*** RECORDS SUPPLIED Section Begins ***

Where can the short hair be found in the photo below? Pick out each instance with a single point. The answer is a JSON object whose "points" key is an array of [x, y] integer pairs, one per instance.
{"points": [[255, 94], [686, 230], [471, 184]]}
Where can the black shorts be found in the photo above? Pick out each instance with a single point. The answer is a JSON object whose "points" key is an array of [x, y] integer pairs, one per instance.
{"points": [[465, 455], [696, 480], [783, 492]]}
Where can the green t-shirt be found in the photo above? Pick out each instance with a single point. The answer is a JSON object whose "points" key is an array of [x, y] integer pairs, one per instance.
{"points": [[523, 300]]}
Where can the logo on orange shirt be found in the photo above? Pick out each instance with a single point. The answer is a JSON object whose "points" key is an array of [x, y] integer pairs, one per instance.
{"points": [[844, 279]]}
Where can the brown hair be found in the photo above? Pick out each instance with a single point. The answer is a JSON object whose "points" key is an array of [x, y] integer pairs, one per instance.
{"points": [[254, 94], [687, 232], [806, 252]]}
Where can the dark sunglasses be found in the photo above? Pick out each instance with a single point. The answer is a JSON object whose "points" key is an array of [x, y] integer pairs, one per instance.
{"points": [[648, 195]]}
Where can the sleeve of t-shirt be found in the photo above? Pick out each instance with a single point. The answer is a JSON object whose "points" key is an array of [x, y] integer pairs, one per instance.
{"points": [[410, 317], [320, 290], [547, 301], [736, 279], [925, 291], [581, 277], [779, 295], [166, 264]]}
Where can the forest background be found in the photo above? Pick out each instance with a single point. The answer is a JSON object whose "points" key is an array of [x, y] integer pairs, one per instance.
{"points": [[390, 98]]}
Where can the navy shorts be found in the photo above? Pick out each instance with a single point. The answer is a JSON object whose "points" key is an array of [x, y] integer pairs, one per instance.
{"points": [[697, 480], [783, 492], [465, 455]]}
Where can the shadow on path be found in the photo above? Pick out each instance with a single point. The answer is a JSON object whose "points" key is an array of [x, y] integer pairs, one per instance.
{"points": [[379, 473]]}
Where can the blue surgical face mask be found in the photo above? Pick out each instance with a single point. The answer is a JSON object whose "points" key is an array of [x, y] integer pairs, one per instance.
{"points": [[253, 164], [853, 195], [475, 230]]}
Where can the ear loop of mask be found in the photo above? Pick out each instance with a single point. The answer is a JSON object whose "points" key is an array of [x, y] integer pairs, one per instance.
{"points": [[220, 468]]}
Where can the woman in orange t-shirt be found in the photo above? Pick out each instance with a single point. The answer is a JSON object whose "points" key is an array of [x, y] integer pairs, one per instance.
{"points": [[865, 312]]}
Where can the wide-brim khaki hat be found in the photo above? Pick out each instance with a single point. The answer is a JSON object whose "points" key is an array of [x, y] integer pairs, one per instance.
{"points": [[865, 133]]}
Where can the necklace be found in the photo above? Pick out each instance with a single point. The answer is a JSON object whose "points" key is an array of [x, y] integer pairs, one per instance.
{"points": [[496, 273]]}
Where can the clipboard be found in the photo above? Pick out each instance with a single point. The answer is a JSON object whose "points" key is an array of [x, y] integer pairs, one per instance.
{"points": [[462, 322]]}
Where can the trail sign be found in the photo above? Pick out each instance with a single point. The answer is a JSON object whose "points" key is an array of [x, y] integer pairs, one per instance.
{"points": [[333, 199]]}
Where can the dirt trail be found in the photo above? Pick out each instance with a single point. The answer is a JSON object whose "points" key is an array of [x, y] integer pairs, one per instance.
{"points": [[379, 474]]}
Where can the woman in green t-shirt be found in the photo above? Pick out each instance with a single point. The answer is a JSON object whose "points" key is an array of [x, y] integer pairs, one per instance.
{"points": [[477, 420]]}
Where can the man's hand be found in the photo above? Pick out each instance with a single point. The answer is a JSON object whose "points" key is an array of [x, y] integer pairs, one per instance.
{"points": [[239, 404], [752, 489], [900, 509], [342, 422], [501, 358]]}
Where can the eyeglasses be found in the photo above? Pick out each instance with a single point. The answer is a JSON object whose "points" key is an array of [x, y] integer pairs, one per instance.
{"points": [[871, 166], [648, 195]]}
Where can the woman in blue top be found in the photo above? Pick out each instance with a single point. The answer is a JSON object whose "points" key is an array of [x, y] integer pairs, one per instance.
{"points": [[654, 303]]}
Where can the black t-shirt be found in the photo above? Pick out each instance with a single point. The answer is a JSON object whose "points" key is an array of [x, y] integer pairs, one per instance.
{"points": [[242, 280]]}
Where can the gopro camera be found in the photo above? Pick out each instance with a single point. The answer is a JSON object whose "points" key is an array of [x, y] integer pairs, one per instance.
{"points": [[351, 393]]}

*** RECORDS SUPPLIED Section Ends ***

> **TASK DIRECTIONS**: Give back exactly the lines from the one containing "Where can the gopro" through the last line of the records.

> **RESULT BELOW**:
Where can the gopro camera be found in the photo above? Pick out each instance with a single point. The answer is a JSON object whose "points" key is an array of [x, y] integer pairs, one per instance.
{"points": [[351, 393]]}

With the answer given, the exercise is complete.